→ Exercise description: Starting at the line that contains "Drop one marker on each instance of the man's thumb", restate every line word for word through the end of the entries.

→ Given information:
# # #

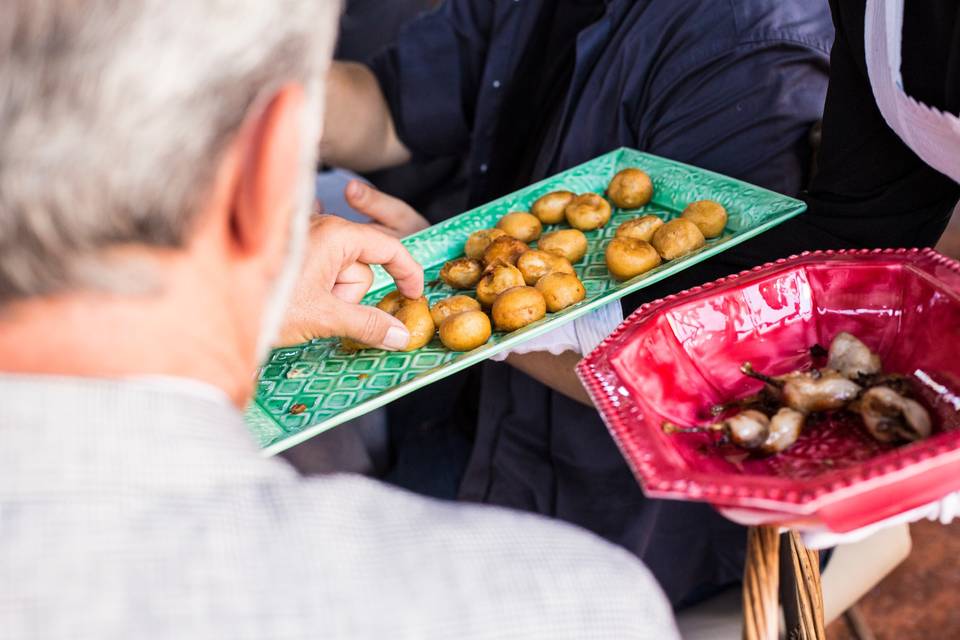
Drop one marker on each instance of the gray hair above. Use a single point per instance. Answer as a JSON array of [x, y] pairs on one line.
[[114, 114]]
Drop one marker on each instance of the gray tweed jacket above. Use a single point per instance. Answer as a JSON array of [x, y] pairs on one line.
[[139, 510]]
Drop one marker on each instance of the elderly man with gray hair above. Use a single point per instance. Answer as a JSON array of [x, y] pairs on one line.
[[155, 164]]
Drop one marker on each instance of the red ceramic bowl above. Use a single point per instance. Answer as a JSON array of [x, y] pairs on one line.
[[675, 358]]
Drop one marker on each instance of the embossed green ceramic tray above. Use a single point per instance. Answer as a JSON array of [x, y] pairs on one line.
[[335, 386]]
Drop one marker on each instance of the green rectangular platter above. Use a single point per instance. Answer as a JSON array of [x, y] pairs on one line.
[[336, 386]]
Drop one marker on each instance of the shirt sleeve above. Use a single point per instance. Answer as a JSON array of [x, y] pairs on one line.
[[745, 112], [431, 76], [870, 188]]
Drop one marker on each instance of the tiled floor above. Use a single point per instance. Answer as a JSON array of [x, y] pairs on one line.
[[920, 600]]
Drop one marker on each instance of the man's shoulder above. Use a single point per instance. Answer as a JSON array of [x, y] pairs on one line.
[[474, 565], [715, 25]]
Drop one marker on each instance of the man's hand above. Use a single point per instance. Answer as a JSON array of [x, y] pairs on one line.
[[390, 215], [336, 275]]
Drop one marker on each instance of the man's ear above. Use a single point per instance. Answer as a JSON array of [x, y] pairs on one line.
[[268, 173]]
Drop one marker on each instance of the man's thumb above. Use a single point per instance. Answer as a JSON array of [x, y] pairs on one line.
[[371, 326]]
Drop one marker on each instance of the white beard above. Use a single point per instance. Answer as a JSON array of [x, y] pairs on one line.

# # #

→ Your solution:
Drop one marker on each instance of the man's thumb above. Use a single point per instance. Answer as a JSON array of [x, y] pairs on one line.
[[371, 326]]
Drop one marker on each instance of the white beard above. Use a single point per instance. Answer as a JSON array of [x, y] pairs on one line.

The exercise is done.